• _Dataset_:

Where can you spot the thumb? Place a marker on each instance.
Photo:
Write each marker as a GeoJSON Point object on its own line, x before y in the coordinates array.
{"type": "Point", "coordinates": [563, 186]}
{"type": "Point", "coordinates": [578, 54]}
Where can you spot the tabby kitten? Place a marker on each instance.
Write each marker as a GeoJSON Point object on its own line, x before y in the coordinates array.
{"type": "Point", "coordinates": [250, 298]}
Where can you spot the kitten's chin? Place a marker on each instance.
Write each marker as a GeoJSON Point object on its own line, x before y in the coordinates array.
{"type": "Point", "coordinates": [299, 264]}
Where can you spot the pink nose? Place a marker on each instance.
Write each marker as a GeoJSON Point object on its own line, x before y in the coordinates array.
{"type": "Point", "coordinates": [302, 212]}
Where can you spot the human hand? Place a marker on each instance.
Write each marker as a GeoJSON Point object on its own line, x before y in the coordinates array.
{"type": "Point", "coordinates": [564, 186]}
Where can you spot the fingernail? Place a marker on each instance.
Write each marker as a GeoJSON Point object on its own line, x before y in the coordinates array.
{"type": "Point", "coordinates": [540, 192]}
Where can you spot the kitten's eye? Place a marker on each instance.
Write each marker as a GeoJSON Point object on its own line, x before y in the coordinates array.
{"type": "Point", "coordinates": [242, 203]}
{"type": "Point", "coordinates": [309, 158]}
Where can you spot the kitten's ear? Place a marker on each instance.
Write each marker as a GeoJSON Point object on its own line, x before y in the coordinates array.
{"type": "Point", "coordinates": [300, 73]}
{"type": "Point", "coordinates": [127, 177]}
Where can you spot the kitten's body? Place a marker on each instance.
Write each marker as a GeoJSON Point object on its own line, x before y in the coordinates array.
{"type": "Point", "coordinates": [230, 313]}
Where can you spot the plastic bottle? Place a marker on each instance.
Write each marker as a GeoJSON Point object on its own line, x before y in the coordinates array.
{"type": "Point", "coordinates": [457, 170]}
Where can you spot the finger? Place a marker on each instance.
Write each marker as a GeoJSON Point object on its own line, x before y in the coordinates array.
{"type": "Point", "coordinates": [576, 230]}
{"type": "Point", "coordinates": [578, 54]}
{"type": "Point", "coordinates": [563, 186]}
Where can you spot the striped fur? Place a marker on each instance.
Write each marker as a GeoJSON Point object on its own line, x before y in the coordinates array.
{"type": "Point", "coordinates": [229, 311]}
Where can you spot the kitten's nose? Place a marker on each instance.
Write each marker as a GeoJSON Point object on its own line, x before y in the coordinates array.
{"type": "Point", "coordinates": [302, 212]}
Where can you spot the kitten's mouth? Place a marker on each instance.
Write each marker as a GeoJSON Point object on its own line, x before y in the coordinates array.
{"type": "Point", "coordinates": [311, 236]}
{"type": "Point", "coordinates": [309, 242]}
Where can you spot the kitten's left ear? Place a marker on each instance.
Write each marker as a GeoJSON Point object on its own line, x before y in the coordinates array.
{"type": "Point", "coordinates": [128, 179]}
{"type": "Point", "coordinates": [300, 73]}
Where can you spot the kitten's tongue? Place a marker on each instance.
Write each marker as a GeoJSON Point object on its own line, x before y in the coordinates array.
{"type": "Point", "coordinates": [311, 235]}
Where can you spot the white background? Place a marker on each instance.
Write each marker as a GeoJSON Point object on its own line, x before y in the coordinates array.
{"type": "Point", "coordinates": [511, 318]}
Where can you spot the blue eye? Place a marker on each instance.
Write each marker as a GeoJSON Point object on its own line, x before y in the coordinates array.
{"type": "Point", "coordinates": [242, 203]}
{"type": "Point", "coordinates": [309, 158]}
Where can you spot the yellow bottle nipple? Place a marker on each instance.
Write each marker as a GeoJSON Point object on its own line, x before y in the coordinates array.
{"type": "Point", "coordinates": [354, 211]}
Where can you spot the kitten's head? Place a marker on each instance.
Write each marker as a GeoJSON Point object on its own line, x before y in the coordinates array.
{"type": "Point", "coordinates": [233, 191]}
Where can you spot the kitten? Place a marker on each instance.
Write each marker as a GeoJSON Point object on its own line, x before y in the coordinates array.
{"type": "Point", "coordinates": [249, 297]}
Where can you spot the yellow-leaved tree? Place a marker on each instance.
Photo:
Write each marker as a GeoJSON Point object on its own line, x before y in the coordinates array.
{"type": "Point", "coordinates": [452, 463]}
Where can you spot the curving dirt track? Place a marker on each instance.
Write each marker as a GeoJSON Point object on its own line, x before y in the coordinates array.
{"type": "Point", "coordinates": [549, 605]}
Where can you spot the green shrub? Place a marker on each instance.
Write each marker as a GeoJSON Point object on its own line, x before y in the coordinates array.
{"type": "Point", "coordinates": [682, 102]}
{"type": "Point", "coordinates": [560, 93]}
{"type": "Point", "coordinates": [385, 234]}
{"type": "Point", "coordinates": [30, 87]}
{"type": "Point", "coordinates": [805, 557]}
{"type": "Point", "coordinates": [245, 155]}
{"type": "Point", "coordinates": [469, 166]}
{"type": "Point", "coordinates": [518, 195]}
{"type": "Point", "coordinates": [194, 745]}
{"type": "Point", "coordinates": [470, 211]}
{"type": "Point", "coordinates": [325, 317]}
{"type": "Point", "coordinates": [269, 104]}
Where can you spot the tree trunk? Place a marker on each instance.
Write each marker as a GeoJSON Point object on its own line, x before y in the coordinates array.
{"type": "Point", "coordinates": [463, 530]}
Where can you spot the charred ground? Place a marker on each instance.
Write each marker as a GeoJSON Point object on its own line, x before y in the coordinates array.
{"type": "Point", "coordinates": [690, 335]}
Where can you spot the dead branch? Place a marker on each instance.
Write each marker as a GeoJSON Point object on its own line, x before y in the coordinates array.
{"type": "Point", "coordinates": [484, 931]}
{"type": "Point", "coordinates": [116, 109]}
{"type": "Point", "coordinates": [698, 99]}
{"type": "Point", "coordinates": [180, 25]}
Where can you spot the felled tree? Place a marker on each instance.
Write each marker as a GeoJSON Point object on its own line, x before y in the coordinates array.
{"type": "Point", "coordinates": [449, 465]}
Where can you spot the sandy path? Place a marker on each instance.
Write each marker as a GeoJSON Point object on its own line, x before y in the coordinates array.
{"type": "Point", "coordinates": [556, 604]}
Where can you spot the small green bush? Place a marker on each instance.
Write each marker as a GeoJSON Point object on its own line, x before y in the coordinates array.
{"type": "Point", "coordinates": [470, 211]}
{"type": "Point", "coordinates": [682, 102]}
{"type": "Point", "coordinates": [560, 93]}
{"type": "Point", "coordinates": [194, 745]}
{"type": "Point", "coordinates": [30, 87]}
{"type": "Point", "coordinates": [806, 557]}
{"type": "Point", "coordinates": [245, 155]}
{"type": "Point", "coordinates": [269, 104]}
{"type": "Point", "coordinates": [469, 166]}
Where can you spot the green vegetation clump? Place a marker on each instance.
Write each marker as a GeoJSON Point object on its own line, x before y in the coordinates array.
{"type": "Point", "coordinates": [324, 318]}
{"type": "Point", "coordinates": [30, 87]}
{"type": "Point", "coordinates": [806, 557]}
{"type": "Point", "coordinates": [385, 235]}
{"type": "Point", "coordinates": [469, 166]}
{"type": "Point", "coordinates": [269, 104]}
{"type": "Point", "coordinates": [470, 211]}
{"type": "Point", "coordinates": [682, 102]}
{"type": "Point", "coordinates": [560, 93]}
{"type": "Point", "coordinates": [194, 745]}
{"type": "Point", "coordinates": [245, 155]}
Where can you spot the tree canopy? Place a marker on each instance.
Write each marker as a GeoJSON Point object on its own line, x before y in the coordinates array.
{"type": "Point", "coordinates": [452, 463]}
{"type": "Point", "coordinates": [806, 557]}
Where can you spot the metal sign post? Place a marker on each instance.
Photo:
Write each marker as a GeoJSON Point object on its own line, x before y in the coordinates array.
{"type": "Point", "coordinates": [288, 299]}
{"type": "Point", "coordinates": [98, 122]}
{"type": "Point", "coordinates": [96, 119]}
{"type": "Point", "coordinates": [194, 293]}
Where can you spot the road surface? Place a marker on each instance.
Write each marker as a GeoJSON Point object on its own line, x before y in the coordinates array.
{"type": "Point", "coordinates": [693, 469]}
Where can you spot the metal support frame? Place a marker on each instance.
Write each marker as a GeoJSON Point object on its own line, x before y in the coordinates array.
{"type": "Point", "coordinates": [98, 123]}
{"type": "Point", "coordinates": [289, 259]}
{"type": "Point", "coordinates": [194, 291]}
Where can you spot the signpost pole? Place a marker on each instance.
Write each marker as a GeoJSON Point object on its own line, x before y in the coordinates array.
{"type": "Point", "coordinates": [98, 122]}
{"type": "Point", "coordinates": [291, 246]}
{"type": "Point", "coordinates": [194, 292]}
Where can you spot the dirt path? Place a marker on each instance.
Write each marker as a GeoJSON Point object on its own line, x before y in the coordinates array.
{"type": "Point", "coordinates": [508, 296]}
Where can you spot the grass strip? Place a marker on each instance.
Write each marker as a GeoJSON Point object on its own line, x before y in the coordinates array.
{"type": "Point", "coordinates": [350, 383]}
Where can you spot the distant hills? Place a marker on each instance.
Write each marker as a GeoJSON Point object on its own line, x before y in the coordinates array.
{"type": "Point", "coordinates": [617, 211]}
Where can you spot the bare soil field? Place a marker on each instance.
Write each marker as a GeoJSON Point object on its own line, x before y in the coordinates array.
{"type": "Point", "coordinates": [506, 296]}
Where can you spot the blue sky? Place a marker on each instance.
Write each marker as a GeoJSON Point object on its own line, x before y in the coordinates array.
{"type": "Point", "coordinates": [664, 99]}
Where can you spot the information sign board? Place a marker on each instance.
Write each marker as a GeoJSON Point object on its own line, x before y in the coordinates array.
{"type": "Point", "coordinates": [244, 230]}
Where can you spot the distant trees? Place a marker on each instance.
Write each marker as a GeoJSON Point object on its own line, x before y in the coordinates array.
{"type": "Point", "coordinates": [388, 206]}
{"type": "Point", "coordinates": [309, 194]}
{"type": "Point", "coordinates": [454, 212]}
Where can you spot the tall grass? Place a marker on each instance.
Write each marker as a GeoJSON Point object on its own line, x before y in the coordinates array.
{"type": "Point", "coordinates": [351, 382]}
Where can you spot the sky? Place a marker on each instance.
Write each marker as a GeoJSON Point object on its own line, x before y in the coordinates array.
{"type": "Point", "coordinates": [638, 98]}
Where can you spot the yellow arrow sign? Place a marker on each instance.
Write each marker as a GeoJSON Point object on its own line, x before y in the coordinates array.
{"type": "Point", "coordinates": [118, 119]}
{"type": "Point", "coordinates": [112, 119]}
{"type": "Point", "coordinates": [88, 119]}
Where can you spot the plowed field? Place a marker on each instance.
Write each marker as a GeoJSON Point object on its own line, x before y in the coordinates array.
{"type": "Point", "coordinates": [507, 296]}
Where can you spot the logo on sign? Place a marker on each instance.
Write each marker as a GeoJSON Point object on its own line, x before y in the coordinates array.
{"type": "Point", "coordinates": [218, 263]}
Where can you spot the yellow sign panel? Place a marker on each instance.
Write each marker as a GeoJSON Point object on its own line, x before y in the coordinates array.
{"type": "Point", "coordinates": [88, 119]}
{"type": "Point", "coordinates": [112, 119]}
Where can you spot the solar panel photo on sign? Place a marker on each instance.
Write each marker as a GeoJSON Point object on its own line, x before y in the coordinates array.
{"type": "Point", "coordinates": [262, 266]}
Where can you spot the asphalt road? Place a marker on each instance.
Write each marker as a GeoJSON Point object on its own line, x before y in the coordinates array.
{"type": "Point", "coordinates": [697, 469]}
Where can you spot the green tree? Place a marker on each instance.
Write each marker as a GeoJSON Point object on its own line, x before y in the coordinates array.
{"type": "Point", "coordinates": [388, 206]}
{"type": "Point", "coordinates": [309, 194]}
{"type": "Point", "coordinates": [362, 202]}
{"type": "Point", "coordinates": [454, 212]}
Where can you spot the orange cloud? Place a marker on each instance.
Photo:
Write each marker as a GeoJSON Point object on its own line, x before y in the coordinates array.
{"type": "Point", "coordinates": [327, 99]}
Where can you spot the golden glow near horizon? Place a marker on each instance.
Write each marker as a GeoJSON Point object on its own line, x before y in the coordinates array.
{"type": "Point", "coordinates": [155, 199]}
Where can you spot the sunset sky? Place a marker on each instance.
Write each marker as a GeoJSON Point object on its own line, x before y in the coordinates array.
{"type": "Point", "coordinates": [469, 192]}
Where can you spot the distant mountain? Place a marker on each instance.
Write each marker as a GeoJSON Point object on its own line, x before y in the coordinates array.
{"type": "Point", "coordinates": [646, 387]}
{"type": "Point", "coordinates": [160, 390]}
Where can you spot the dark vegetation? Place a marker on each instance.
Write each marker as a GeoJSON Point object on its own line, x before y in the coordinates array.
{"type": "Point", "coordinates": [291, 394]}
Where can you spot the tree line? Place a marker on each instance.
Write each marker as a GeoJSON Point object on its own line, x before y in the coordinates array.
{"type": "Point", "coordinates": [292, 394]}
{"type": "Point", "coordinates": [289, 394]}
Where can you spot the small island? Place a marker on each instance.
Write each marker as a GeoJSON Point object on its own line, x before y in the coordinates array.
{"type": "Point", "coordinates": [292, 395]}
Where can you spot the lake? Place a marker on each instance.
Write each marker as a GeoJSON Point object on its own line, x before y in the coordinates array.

• _What to do_:
Find "Where can you spot the sunset" in the data above, then repeat that line and all lines after it exactly, ending with the final line.

• _Complete response_:
Where can you spot the sunset sky? Place a marker on each instance.
Write each marker as a GeoJSON Point object on its own line, x before y in the coordinates array.
{"type": "Point", "coordinates": [469, 192]}
Where can you spot the distant mountain? Place a marker on each instance.
Write each marker as a GeoJSON Point object on its own line, x before y in the coordinates array.
{"type": "Point", "coordinates": [646, 387]}
{"type": "Point", "coordinates": [160, 390]}
Where can you spot the dark vegetation? Place a marker on each instance.
Write each marker as a GeoJSON Point object on its own line, x before y in the coordinates array.
{"type": "Point", "coordinates": [291, 394]}
Where can you spot the tree line? Place a marker on each instance.
Write each marker as a GeoJSON Point object on its own line, x before y in the coordinates array.
{"type": "Point", "coordinates": [292, 394]}
{"type": "Point", "coordinates": [289, 394]}
Where can you spot the small island? Place a marker on each instance.
Write each marker as a GeoJSON Point object on its own line, x before y in the coordinates array.
{"type": "Point", "coordinates": [292, 395]}
Where can you spot the lake? Place a marker on each instance.
Write each marker as a GeoJSON Point object on its own line, x before y in the coordinates array.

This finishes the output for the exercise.